- [About this exercise]
State which model the post on AI-assisted development says conversational systems should fall back to, and on what kind of error.

The pattern I've converged on: spend the first 30 minutes writing detailed markdown specs (inputs, outputs, edge cases, integration points), then let Claude Code chew through the implementation while I review, test, and iterate. For a typical automation project — say a WhatsApp bot that handles booking flows and integrates with a client's CRM — this cuts delivery time roughly in half compared to writing everything manually.
The biggest practical lesson: the spec quality is everything. A vague spec produces code you'll spend more time debugging than you saved. A good spec with explicit error handling expectations, API response formats, and state transitions produces code that's 80-90% production-ready on the first pass.
Where I disagree slightly with the parallel agent approach: for client-facing work where correctness matters more than speed, I've found 2-3 focused agents (one on backend, one on frontend, one on tests) more reliable than 6-8 competing agents that create merge conflicts. The overhead of resolving conflicts and ensuring consistency across parallel outputs eats into the productivity gains fast.
Patterns that have helped in production:
1. Multi-provider fallback. For conversational systems, route to Claude by default, fall back to GPT-4 on 5xx errors. The response quality difference is usually acceptable for the 2-3% of requests that hit the fallback. This turns a hard outage into a slight quality degradation.
2. Async queuing for non-real-time workflows. If you're processing documents, generating reports, or running batch analysis — don't call the API synchronously. Queue the work, retry with exponential backoff, and let the system self-heal when the API recovers. Most of our automation pipelines run with a 15-minute SLA, not a 500ms one.
3. Graceful degradation in real-time systems. For chatbots and voice agents, have a scripted fallback path. "I'm having trouble processing that right now — let me transfer you to a human" is infinitely better than a hung connection or error message.
The broader issue: we're all building on infrastructure where "four nines" isn't even on the roadmap yet. That's fine if you architect for it — treat LLM APIs like any other unreliable external dependency, not like a database query.

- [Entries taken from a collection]
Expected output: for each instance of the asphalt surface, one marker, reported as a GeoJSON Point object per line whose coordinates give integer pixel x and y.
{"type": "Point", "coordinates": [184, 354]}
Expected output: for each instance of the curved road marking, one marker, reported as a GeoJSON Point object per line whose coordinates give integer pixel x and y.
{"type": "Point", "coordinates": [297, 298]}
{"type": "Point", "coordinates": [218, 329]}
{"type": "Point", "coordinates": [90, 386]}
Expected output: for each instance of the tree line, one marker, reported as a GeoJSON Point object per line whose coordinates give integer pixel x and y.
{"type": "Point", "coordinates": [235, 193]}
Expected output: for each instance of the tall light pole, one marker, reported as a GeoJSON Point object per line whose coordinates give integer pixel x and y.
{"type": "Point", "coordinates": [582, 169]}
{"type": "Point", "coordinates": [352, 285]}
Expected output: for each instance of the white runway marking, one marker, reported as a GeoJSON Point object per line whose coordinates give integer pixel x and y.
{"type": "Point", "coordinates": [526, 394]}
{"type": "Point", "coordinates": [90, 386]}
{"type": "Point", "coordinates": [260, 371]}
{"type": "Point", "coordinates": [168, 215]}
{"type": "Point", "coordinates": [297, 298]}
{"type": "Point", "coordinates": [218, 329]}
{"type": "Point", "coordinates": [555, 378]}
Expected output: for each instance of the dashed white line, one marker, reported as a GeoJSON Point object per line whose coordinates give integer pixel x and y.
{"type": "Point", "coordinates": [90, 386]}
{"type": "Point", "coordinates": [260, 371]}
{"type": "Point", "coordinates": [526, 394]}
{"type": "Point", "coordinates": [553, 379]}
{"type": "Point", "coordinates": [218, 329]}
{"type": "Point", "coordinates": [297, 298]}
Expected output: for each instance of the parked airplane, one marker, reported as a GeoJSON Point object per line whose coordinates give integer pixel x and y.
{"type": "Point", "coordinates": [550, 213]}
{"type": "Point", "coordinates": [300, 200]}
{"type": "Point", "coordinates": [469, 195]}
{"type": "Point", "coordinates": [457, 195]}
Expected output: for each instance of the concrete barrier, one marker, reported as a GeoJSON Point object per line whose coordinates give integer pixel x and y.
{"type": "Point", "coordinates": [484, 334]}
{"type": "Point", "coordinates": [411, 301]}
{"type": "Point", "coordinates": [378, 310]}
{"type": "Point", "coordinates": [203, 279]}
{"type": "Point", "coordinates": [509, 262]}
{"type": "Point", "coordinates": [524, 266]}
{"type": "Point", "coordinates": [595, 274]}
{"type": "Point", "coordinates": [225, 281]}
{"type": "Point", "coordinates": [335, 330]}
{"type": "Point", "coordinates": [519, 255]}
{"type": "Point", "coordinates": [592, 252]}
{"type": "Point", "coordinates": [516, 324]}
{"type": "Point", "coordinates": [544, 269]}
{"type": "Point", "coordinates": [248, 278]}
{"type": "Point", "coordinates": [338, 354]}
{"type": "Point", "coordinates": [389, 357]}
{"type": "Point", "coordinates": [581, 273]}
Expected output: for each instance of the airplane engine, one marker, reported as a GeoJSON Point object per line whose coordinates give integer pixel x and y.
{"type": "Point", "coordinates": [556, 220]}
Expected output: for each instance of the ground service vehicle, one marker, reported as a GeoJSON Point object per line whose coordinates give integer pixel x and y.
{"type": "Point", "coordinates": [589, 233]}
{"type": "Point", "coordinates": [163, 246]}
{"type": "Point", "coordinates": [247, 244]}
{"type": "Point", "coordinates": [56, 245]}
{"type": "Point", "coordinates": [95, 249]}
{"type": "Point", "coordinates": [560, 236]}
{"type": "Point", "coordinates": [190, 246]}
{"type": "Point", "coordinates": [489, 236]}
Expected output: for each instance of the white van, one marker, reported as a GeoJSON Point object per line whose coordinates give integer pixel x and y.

- [Written reply]
They fall back to GPT-4 on 5xx errors.